* [DOCUMENT EXTRACT]:
The gorgeous weather has continued during the two weeks that we have been home from Japan and we have been loving it! I have tried to get the kids outside for some sort of play every single day. As my mom reminded me upon my return home, summer is a blessing in Washington. It only lasts about eight weeks and so our new house and the million projects we want to work on can wait until the rains return in the fall. In the meantime, I am going to enjoy the sun and the water with my kiddos. Although I only took my camera to a few of our outings, we have done a lot....the wading pool at the library park, sprinkler parties in our backyard, family bike rides, swimming up at Lake Samm, and afternoons playing at both Kandle and Stewart Heights Water Parks in Tacoma. We have spent some wonderful time with friends and family! Here's to another month or so of this kind of fun!
This was Logan's first time in the baby seat on the back of Ron's bike. He was totally unphased by it and just seemed to soak it all in.
Logan and Ron taking a trial spin out on the street before we ventured out on our bike ride.
The bike riding thing has really seemed to click for Lia this spring and she did a great job riding her bike all the way to her future elementary school. We have done this same route three times in the past two weeks and I'm super proud of her....especially since she has always been on the timid side when it comes to riding a bike. Here she is getting ready to take off!
Lia riding on the basketball courts behind her school.
We always take a break on our bike ride to play on Lia's future playground! It's hard to believe that she will be playing here on a daily basis in a matter of weeks! Yikes.

* [RECORD EXTRACTS]:
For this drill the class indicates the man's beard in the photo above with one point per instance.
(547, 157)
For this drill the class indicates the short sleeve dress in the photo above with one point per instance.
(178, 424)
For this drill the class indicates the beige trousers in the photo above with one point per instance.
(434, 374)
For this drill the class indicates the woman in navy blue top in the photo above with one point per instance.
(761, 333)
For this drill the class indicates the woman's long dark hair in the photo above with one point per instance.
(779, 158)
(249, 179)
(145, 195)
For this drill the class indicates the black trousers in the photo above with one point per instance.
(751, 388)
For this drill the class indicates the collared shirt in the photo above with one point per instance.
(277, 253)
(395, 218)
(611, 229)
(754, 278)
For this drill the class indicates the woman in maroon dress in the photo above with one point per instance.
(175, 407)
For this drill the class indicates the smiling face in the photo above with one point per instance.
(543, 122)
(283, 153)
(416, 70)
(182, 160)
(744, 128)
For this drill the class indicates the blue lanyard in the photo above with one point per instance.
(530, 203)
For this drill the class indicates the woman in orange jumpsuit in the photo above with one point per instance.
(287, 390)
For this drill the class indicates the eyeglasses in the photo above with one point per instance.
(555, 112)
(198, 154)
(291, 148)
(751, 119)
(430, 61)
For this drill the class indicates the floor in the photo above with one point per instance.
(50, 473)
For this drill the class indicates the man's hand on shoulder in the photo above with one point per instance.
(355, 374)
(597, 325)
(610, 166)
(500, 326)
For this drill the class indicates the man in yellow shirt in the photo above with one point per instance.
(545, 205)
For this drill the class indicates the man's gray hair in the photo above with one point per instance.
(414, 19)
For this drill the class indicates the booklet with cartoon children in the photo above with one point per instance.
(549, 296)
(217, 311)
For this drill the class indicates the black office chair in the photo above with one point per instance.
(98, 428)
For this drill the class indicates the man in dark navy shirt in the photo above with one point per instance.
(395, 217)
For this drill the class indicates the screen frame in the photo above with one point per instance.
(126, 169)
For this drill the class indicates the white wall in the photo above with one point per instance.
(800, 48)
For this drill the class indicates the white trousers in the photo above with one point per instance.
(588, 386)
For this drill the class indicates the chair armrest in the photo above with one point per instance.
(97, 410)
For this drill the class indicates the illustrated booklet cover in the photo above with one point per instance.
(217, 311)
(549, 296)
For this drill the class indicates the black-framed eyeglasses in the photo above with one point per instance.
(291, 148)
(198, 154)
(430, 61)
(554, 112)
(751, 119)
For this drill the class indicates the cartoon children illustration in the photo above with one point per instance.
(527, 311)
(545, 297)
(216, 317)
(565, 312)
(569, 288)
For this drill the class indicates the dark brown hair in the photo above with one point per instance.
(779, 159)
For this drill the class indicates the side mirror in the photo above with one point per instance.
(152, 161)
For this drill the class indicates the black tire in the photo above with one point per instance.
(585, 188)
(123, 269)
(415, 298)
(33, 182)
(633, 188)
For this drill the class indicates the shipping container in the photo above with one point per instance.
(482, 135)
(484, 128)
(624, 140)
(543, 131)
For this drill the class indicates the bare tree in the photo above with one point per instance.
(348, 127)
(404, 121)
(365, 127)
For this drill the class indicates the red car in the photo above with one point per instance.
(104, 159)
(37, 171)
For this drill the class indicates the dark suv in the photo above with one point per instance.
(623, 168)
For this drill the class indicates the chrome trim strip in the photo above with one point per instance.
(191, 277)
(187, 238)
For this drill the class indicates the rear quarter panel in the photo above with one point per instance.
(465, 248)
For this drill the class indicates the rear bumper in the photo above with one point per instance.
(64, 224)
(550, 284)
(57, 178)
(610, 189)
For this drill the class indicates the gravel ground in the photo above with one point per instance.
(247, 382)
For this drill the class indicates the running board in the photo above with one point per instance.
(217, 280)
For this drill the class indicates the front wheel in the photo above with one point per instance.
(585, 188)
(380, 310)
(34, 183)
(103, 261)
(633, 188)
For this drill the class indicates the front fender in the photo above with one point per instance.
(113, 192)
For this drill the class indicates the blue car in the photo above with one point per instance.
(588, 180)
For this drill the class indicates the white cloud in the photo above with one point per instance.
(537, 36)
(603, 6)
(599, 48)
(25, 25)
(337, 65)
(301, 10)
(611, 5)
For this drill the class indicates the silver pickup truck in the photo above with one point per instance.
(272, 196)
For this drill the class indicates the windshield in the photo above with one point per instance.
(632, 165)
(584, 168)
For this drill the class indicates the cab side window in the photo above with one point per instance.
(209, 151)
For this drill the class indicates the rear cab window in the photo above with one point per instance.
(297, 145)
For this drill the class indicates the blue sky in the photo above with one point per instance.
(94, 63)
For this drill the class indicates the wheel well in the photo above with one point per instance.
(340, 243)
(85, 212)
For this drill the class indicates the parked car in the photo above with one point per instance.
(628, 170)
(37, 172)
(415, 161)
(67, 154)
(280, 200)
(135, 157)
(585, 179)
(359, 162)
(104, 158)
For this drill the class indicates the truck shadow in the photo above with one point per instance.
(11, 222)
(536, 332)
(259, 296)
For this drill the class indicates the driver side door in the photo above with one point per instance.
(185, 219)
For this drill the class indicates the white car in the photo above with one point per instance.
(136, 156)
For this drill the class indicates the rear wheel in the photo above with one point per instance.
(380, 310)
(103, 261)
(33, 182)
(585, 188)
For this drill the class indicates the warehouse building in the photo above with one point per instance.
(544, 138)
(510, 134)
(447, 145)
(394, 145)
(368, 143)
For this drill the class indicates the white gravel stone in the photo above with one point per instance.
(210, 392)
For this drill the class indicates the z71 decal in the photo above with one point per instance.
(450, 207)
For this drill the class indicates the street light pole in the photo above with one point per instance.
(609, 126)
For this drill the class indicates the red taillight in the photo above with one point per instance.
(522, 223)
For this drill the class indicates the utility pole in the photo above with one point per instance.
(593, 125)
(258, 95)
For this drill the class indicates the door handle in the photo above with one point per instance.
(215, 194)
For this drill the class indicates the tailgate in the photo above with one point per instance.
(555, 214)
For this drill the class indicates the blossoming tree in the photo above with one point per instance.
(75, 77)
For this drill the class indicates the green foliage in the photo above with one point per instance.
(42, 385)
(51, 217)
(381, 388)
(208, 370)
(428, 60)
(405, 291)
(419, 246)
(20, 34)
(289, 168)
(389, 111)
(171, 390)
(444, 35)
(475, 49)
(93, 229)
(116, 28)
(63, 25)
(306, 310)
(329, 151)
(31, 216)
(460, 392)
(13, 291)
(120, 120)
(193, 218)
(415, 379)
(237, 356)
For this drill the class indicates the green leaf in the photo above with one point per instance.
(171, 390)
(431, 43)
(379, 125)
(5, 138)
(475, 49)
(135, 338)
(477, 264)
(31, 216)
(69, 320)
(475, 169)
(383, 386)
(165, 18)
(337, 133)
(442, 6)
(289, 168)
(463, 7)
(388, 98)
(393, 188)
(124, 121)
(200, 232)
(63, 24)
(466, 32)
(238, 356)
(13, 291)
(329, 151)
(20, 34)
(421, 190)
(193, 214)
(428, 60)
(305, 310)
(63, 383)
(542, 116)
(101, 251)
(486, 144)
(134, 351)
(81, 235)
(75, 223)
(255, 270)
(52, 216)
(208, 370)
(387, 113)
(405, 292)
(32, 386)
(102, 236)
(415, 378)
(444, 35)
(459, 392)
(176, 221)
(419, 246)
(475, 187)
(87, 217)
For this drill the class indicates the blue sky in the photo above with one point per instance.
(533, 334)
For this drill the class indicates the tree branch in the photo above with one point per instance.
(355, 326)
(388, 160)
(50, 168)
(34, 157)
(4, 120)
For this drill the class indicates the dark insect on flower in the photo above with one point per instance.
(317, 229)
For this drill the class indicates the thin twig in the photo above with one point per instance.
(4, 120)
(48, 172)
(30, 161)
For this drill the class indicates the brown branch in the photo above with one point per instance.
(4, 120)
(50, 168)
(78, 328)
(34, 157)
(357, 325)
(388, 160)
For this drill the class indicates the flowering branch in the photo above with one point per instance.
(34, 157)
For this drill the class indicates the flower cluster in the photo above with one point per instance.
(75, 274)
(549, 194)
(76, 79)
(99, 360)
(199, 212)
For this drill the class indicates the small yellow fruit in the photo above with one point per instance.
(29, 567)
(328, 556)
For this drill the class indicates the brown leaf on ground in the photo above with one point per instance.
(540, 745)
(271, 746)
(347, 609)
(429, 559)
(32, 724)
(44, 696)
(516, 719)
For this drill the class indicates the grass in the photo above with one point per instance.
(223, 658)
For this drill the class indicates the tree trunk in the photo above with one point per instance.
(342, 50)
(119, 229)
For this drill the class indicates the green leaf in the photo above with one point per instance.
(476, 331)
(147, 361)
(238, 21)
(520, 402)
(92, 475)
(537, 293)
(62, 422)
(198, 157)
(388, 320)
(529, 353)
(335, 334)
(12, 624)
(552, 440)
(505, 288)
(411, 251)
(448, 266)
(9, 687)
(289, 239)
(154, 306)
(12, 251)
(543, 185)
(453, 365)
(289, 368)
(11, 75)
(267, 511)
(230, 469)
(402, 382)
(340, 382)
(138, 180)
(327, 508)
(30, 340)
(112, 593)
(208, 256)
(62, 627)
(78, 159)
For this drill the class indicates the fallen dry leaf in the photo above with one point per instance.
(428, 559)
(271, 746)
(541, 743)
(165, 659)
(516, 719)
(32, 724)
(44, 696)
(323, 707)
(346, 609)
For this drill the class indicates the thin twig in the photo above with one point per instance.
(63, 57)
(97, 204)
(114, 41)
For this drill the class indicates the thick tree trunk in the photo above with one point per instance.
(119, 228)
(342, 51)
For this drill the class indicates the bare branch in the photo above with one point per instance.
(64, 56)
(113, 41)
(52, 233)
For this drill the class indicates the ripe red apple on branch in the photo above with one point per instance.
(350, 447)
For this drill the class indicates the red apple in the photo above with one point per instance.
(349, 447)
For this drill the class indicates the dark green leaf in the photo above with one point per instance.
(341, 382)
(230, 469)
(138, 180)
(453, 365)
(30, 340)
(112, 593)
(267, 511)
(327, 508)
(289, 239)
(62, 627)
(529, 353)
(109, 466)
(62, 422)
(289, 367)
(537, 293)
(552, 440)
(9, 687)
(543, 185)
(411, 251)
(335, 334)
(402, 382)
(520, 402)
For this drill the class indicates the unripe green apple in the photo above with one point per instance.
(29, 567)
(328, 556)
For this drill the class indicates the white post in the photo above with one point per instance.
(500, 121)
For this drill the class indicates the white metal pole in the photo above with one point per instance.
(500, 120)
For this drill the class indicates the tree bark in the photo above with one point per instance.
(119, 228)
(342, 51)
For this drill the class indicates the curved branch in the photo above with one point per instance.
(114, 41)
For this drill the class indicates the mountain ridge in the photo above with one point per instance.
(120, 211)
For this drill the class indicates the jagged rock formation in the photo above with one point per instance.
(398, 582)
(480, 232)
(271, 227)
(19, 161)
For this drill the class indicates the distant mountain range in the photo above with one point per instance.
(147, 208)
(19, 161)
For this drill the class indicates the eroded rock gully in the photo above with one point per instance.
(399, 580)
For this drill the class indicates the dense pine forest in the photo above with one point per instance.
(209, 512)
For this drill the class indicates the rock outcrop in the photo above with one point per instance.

* [TO BE DONE]:
1. Can you extract the whole post about summer outings and bike rides, reproducing it word for word?
2. Which lines of the listing contain the string "yellow"? Show every one of them in full, matching case exactly.

* [WORKED SOLUTIONS]:
1.
The gorgeous weather has continued during the two weeks that we have been home from Japan and we have been loving it! I have tried to get the kids outside for some sort of play every single day. As my mom reminded me upon my return home, summer is a blessing in Washington. It only lasts about eight weeks and so our new house and the million projects we want to work on can wait until the rains return in the fall. In the meantime, I am going to enjoy the sun and the water with my kiddos. Although I only took my camera to a few of our outings, we have done a lot....the wading pool at the library park, sprinkler parties in our backyard, family bike rides, swimming up at Lake Samm, and afternoons playing at both Kandle and Stewart Heights Water Parks in Tacoma. We have spent some wonderful time with friends and family! Here's to another month or so of this kind of fun!
This was Logan's first time in the baby seat on the back of Ron's bike. He was totally unphased by it and just seemed to soak it all in.
Logan and Ron taking a trial spin out on the street before we ventured out on our bike ride.
The bike riding thing has really seemed to click for Lia this spring and she did a great job riding her bike all the way to her future elementary school. We have done this same route three times in the past two weeks and I'm super proud of her....especially since she has always been on the timid side when it comes to riding a bike. Here she is getting ready to take off!
Lia riding on the basketball courts behind her school.
We always take a break on our bike ride to play on Lia's future playground! It's hard to believe that she will be playing here on a daily basis in a matter of weeks! Yikes.

2.
For this drill the class indicates the man in yellow shirt in the photo above with one point per instance.
For this drill the class indicates the small yellow fruit in the photo above with one point per instance.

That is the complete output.